(Shape boundary entries)
· · · ·

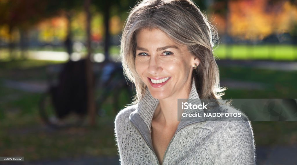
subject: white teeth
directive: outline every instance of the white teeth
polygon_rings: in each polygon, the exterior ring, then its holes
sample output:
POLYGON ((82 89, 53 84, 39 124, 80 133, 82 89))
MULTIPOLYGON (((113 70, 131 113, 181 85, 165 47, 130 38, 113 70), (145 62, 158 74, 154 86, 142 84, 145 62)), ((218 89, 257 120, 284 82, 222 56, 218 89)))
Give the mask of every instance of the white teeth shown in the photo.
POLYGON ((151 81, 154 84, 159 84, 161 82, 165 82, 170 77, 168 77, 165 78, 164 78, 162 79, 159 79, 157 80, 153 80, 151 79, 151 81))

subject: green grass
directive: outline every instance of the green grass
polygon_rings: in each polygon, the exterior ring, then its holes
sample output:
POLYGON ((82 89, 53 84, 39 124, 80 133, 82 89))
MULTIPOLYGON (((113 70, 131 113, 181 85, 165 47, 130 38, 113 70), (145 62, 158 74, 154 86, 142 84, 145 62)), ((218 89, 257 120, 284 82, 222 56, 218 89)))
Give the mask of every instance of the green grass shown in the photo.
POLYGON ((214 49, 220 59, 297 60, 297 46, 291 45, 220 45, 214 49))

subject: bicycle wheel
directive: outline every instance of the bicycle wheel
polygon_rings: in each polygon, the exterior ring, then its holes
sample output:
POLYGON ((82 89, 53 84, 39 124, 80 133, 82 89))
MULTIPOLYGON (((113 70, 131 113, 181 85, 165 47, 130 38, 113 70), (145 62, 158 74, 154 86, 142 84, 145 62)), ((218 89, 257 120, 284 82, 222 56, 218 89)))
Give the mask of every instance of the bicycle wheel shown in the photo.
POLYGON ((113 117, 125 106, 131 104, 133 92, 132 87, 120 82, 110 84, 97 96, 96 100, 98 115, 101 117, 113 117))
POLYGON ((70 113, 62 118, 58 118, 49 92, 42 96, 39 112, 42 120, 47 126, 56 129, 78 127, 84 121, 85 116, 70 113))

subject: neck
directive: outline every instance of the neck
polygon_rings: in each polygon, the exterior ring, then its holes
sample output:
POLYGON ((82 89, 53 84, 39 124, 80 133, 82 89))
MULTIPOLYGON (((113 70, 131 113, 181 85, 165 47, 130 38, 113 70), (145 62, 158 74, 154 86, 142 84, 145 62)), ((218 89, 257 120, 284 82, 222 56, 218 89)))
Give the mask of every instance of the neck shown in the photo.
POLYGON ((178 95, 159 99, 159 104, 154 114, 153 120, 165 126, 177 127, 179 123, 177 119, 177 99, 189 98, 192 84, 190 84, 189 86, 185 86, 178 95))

· · · ·

PROBLEM DETAILS: Switch "neck" to "throat" in the listing from the line with "subject: neck" through the end of the listing, and write out only those lines again with nothing else changed.

RIGHT ANSWER:
subject: throat
directive: outline every instance of the throat
polygon_rings: in each polygon, the exterior ring, then its holes
sample output:
POLYGON ((82 89, 53 84, 39 124, 80 133, 82 89))
MULTIPOLYGON (((113 70, 131 113, 181 85, 165 47, 130 38, 113 70), (145 62, 158 74, 154 86, 142 84, 145 62)), ((218 89, 257 120, 284 82, 222 56, 218 89)))
Give the mask of every instance of the throat shown in the photo.
POLYGON ((178 95, 159 99, 159 104, 154 114, 153 120, 165 126, 177 127, 179 123, 177 119, 177 99, 189 98, 192 84, 190 84, 189 86, 185 86, 178 95))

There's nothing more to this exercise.